* STATED PROBLEM:
Repeat every one of the items below word for word, changing nothing.

* EXERCISE MATERIAL:
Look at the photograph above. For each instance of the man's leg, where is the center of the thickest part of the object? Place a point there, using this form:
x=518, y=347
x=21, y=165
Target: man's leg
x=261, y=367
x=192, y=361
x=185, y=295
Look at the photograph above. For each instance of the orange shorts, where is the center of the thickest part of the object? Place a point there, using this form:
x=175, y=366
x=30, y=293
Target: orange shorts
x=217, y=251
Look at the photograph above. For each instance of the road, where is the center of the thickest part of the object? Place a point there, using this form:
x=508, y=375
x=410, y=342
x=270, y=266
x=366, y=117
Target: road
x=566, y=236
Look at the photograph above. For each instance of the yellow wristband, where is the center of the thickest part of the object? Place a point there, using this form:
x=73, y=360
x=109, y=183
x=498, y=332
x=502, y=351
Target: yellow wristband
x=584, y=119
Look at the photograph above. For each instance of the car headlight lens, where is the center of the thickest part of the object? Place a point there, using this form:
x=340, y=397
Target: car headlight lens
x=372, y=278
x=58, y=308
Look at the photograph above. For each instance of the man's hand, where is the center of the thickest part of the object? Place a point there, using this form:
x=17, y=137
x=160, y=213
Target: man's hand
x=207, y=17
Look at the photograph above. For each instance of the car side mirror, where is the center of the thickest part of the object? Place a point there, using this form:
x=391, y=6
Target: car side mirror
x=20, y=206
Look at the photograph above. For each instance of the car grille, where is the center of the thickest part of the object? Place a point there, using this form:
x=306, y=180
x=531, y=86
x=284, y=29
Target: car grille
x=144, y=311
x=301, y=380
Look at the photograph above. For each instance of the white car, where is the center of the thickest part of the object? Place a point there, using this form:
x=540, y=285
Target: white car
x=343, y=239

* EXERCISE OUTPUT:
Look at the photograph above. For each instance of the man's leg, where is the center of the thickest part of the object? Place a point there, using this form:
x=518, y=347
x=21, y=165
Target: man's leg
x=261, y=367
x=192, y=361
x=185, y=295
Look at the photograph above. For each instance of the orange shorts, where is the center of the thickest part of the object? Place a point there, using this form:
x=175, y=366
x=30, y=293
Target: orange shorts
x=217, y=251
Look at the photograph above. For each instance of the road, where is the center of the thickest part of the object? Place a point there, using this form:
x=508, y=375
x=410, y=342
x=270, y=266
x=366, y=117
Target: road
x=566, y=236
Look at the photograph above. For each instance of the yellow wristband, where is the center of the thickest part of the object? Place a point there, using this form:
x=73, y=360
x=109, y=183
x=498, y=332
x=502, y=351
Target: yellow wristband
x=584, y=119
Look at the photograph above. For each instance of the car headlight lens, where is the center of the thickest part of the object? Place a point there, using this form:
x=340, y=397
Target: car headlight lens
x=372, y=278
x=58, y=308
Look at the photograph above. For each instance of the man's hand, where is the center of the thickest part of the object? Place a point there, using this form:
x=17, y=137
x=160, y=213
Target: man's hand
x=207, y=17
Look at the photograph above. For each instance of the car side mirror, where is the center of the thickest part of the object? Place a point there, using this form:
x=391, y=6
Target: car side mirror
x=20, y=206
Look at the photograph above. For each instance of the car grille, where is the center of the thickest part of the object? Place a point there, using this form:
x=306, y=180
x=531, y=86
x=284, y=29
Target: car grille
x=144, y=311
x=301, y=380
Look at the photograph above. For each instance of the white car, where is the center of the thickest part of the object? Place a point there, using this form:
x=540, y=285
Target: white car
x=343, y=239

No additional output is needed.